_DOCUMENT SEGMENT_
----

There were some students whom Don seemed to overlook during rehearsal who have taken the loss of the male lead a bit more acutely. Don can sometimes get so caught up in the action onstage that he cannot see the serious emotions offstage. Becky Ashworth seemed worn down and frustrated. She was taking the news about the loss of the lead a lot harder than everybody else. She was nervous about the show as well. “This doesn’t feel like the two-week mark; this feels like the beginning.”

Don has a tendency to get everything finished at the very end. It is astonishing how quickly he gets everything together. As I turn my attention back to Don during the rehearsal, he’s hollering for people to get their acts together. His face has turned the color of fury and he’s coughing harder than ever before.

Don has had this cough since he arrived at Peninsula Catholic. He had returned to Newport News from Richmond, coming back to nurture some family roots. “I thought it would be cool to come back because my father lived and grew up here in Newport News. This was around January 26, 2005.” In the five years that he has been back, he has had that nagging cough.

----

Referring-expression pointing data:
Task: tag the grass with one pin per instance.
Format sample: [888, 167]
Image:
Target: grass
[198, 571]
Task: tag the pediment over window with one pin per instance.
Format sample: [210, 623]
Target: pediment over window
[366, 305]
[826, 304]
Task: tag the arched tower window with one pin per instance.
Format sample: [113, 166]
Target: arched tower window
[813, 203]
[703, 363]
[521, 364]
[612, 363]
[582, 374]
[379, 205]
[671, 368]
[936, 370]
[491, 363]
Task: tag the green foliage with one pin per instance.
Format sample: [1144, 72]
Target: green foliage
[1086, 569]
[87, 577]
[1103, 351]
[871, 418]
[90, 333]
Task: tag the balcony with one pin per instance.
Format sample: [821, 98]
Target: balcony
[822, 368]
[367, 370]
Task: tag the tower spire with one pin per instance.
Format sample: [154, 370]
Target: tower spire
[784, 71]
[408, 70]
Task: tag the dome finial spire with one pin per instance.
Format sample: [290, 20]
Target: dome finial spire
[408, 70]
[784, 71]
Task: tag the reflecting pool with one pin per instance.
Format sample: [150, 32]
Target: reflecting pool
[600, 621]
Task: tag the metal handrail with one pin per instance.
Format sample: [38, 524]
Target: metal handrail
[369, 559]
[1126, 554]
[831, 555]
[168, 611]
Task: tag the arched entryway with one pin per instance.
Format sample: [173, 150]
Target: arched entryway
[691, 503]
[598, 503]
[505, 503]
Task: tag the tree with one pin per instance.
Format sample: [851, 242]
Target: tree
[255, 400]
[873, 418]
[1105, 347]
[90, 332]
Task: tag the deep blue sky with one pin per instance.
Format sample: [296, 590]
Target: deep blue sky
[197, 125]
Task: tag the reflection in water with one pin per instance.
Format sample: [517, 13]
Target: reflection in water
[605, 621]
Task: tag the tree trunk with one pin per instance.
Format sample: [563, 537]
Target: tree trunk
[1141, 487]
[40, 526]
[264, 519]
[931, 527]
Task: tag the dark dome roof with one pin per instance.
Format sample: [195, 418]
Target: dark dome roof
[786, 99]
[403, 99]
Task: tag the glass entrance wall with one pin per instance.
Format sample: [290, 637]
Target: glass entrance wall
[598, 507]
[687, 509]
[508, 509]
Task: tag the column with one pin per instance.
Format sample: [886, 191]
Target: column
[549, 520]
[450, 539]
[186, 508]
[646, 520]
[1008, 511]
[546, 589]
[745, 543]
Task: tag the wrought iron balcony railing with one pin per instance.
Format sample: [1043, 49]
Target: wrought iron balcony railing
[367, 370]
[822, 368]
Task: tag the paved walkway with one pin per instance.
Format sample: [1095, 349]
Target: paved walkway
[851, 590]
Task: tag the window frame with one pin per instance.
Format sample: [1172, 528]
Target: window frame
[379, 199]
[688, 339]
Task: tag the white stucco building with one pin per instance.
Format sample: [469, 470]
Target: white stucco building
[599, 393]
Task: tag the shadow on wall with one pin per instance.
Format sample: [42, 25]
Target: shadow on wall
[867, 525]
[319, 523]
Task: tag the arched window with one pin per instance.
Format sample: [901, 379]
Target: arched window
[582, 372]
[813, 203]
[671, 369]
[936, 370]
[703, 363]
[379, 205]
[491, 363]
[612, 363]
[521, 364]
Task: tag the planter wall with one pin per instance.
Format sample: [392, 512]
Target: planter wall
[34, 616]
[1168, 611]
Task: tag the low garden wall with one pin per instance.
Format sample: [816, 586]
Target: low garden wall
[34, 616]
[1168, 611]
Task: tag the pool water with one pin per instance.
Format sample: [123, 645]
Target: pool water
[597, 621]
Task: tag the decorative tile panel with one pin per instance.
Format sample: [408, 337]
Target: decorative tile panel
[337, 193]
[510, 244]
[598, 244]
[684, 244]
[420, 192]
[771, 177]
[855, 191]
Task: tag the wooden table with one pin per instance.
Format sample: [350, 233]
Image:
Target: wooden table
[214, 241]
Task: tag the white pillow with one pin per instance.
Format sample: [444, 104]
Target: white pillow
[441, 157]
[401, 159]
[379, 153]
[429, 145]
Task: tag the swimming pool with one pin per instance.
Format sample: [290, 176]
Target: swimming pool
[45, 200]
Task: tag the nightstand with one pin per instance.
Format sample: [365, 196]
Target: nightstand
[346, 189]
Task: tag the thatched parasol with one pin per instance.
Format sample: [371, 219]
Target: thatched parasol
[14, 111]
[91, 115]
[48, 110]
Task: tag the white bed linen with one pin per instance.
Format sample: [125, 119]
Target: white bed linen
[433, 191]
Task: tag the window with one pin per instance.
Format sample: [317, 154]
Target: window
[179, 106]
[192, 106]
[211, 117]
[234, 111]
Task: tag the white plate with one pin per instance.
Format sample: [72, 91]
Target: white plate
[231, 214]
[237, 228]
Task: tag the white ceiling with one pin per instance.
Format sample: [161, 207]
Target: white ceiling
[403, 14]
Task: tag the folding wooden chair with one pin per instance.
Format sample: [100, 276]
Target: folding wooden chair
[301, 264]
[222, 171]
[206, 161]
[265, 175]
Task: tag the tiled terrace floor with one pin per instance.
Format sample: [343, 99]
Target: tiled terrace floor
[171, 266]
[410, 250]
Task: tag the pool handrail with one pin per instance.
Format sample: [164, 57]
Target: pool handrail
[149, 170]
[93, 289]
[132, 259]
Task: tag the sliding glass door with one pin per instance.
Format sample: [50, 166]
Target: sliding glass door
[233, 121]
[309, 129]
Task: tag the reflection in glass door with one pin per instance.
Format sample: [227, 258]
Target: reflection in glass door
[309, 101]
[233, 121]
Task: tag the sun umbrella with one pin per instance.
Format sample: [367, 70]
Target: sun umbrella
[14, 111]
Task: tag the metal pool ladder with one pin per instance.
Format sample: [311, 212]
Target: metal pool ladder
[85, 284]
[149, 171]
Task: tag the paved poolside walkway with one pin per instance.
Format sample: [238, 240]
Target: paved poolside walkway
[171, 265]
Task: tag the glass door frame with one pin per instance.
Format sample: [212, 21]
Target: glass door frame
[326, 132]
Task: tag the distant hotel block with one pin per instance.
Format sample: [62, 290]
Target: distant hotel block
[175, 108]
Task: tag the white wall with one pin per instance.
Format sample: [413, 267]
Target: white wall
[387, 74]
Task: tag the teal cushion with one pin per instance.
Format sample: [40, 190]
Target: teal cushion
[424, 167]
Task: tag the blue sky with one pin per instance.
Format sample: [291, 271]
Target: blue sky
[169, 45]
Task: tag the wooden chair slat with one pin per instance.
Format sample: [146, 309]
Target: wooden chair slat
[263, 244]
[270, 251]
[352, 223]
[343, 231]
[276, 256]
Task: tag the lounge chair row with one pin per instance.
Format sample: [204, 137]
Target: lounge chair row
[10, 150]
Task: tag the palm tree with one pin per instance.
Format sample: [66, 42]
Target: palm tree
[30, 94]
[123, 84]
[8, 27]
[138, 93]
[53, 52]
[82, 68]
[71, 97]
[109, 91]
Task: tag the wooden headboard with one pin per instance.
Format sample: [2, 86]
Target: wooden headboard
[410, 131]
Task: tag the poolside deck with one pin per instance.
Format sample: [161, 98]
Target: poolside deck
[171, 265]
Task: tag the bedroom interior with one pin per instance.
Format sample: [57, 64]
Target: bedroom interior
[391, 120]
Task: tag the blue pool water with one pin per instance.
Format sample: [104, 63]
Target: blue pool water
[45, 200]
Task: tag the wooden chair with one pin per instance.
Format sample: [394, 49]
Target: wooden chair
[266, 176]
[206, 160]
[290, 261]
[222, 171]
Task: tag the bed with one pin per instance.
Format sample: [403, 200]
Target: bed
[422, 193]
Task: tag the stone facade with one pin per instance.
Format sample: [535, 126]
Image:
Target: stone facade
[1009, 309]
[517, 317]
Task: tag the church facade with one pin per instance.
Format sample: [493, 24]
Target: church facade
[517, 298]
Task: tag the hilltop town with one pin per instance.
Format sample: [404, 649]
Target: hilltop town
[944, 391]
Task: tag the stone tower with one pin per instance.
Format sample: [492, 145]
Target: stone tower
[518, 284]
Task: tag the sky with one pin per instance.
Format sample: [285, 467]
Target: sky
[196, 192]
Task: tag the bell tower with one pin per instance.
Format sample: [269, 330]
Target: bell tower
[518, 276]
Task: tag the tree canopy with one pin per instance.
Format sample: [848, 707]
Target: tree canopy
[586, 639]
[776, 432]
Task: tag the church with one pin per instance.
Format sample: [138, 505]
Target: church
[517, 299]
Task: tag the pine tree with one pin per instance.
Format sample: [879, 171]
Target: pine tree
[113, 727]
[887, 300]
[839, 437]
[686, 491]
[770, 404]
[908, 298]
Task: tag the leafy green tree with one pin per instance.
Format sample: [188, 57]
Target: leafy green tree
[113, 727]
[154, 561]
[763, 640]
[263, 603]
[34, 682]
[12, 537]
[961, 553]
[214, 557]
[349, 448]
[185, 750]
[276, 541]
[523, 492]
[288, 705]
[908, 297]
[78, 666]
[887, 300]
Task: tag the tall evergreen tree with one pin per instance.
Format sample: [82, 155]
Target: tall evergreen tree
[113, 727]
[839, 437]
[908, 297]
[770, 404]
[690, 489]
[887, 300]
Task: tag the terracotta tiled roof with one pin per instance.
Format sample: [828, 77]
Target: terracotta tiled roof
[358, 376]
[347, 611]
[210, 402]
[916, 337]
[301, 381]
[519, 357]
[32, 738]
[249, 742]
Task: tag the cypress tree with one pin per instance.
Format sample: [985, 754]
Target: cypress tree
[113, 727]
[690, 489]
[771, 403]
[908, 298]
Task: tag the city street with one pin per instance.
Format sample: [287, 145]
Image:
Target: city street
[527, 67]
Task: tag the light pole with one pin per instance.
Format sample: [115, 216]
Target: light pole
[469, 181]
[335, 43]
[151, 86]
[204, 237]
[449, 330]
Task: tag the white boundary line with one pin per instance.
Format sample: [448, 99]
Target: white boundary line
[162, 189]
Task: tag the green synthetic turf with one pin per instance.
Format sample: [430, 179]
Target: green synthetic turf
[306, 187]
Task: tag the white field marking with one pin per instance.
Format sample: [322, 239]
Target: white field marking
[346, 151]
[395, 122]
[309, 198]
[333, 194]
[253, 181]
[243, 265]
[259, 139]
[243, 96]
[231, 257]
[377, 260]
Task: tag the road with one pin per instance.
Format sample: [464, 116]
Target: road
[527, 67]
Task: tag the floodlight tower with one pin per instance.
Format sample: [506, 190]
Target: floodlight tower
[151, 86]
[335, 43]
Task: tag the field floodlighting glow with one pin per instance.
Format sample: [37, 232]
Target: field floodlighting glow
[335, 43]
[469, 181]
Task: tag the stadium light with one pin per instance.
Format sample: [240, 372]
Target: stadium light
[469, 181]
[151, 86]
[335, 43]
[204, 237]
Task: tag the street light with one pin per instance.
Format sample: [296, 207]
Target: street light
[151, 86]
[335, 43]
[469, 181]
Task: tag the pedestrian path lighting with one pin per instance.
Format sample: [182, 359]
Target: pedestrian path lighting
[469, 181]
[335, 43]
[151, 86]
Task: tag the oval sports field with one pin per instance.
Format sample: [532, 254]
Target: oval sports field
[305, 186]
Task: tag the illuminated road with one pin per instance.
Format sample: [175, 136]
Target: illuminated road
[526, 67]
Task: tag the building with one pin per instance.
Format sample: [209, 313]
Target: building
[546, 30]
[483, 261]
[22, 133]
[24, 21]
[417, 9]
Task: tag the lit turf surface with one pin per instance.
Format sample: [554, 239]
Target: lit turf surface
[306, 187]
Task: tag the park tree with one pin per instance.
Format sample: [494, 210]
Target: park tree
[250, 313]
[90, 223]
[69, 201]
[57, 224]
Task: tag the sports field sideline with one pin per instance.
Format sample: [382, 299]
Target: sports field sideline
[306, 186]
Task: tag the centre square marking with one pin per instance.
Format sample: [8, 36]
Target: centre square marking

----

_WORK REQUEST 1_
In the rehearsal passage, from which city did Don return to Newport News?
_WORK REQUEST 2_
List every place name that appears in the rehearsal passage.
The data is separate from the rehearsal passage.

_WRITTEN SOLUTION 1_
Richmond

_WRITTEN SOLUTION 2_
Peninsula Catholic, Newport News, Richmond